*WHAT THE EXERCISE ASKS*
Decide whether each statement agrees with the page about Murray Buttes below: (a) North is at the top of the view. (b) The largest buttes are about as tall as a football field is long. (c) The darker ground at upper right and lower left is part of sand dunes. For each, answer yes or no and quote the deciding words of the page.
## start DOCUMENT EXTRACT
PIA17587: 'Murray Buttes' at Foot of Mount Sharp on Mars
 Target Name:  Mars
 Is a satellite of:  Sol (our sun)
 Mission:  Mars Reconnaissance Orbiter (MRO)
 Spacecraft:  Curiosity
 Instrument:  HiRISE
 Product Size:  1152 x 1072 pixels (w x h)
 Produced By:  University of Arizona/HiRISE-LPL
 Full-Res TIFF:  PIA17587.tif (1.236 MB)
 Full-Res JPEG:  PIA17587.jpg (248 kB)

Click on the image above to download a moderately sized image in JPEG format (possibly reduced in size from original)

Original Caption Released with Image:

This view taken from orbit shows a cluster of small, steep-sided knobs called "Murray Buttes," on the planned route for NASA's Mars rover Curiosity to reach the slopes of Mount Sharp.

The scene covers a patch of ground about 0.8 mile (1.3 kilometers) across. North is up. The largest buttes in the group are about the size of a football field and the height of a goal post. Darker ground at upper right and lower left is part of sand dunes along the northern edge of Mount Sharp, within Gale Crater. Murray Buttes is located at a gap in that band of dunes, making passage through this area an attractive access route to the mountain slopes just south of this scene.
## end DOCUMENT EXTRACT
## start MATERIAL PROVIDED
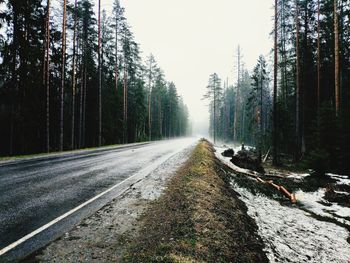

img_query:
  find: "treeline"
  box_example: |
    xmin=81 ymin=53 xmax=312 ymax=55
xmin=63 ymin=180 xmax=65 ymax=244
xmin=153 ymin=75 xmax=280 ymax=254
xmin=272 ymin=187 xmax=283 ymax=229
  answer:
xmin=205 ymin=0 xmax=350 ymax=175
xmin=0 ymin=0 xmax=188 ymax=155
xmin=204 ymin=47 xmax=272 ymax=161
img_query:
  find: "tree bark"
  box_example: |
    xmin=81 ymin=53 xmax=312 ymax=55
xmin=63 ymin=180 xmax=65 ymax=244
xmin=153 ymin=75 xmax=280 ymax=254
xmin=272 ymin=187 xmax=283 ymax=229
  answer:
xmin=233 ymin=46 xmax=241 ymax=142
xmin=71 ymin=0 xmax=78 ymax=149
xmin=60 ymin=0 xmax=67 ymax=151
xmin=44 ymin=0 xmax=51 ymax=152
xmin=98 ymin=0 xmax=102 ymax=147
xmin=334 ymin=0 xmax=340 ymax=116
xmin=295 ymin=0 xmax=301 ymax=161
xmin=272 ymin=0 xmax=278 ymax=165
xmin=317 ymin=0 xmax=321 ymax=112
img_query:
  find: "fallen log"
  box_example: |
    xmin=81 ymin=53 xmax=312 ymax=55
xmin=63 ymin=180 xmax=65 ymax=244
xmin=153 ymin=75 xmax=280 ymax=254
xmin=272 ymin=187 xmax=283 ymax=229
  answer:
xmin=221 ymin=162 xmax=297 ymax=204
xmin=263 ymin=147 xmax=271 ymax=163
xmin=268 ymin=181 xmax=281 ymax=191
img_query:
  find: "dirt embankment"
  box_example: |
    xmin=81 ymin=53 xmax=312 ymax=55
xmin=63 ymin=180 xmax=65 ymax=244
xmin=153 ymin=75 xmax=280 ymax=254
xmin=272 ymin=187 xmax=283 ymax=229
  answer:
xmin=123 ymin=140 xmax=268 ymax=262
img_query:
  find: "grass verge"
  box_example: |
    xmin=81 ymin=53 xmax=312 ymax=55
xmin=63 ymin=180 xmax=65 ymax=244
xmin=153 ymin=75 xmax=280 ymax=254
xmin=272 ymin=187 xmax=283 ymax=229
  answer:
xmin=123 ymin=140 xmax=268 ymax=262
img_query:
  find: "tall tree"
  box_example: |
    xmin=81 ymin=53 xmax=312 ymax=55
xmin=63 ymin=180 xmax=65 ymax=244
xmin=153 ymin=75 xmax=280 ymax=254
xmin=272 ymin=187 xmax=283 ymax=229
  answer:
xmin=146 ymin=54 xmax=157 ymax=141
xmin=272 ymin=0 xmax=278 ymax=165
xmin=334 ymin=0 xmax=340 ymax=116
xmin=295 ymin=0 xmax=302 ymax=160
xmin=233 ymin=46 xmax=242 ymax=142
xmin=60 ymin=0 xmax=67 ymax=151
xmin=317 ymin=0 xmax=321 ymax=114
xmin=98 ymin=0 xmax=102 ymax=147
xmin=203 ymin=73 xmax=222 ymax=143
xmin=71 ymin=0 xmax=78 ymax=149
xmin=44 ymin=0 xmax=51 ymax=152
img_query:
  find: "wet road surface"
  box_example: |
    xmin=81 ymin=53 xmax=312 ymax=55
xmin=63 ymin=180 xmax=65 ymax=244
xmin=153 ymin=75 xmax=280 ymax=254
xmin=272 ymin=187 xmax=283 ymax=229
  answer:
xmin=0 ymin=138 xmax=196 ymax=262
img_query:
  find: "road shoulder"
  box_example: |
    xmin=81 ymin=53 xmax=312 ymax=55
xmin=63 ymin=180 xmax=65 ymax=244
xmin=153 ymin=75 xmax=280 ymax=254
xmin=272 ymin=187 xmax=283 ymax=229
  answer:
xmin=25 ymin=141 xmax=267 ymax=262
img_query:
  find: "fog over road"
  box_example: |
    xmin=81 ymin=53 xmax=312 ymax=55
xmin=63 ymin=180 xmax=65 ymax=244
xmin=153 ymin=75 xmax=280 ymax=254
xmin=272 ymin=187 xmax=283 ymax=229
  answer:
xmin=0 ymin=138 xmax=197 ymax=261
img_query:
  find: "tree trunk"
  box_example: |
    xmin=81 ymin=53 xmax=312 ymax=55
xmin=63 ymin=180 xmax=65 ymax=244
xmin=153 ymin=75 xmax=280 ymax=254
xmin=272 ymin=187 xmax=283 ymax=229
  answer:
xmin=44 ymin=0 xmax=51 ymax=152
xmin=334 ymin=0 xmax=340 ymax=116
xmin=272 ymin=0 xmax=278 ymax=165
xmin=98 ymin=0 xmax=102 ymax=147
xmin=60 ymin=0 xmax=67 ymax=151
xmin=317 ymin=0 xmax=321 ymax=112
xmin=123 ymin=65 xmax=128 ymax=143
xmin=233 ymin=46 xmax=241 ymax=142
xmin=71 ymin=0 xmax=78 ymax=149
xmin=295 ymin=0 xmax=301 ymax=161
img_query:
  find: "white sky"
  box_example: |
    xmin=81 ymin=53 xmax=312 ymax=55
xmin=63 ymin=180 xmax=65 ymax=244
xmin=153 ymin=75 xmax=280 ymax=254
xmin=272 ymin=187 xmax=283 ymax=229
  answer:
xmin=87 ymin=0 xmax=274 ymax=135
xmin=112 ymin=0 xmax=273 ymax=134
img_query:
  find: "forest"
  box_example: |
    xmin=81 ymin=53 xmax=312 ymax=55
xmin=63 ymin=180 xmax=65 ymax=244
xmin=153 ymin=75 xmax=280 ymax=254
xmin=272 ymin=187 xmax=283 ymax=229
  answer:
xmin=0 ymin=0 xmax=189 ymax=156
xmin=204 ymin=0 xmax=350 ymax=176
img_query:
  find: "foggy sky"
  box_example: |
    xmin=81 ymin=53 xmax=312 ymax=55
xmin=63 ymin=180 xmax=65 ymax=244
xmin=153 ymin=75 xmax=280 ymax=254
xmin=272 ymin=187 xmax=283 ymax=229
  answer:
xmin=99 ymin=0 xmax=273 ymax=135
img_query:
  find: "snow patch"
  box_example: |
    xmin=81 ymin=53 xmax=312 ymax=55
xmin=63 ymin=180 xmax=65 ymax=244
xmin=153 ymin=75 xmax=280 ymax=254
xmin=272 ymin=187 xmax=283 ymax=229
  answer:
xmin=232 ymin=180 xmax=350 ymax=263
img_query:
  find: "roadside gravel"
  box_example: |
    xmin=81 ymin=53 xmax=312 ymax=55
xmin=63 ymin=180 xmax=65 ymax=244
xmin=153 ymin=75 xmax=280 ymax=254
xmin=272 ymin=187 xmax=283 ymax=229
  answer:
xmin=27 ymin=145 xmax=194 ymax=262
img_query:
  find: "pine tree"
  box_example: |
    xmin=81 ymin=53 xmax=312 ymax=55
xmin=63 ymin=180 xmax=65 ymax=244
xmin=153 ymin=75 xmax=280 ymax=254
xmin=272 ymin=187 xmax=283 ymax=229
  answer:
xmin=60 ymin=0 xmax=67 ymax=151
## end MATERIAL PROVIDED
## start MATERIAL PROVIDED
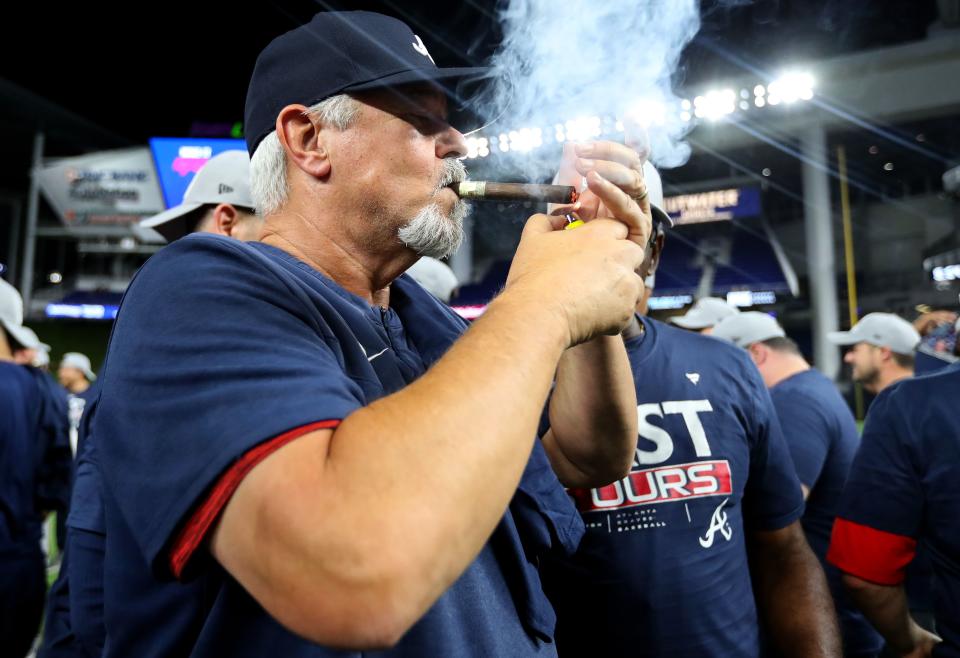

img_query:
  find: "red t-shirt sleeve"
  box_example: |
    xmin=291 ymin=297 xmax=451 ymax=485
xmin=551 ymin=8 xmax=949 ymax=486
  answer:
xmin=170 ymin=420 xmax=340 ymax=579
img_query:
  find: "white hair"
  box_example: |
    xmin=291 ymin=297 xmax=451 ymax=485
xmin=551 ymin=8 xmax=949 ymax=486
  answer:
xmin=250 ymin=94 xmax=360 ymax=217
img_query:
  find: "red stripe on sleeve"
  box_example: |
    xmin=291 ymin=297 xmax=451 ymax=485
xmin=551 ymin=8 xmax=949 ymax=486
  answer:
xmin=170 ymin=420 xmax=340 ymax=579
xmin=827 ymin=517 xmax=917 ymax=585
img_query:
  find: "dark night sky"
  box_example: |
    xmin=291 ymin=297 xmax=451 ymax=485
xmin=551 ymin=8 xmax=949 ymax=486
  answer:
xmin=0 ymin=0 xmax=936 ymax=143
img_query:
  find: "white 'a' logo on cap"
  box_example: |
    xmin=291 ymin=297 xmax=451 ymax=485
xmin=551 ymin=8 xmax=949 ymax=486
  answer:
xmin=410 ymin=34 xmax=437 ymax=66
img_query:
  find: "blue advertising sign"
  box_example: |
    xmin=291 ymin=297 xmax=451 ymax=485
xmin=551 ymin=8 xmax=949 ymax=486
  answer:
## end MATERIAL PROVIDED
*FULL RESPONSE*
(a) Yes: "North is up."
(b) No: "The largest buttes in the group are about the size of a football field and the height of a goal post."
(c) Yes: "Darker ground at upper right and lower left is part of sand dunes along the northern edge of Mount Sharp"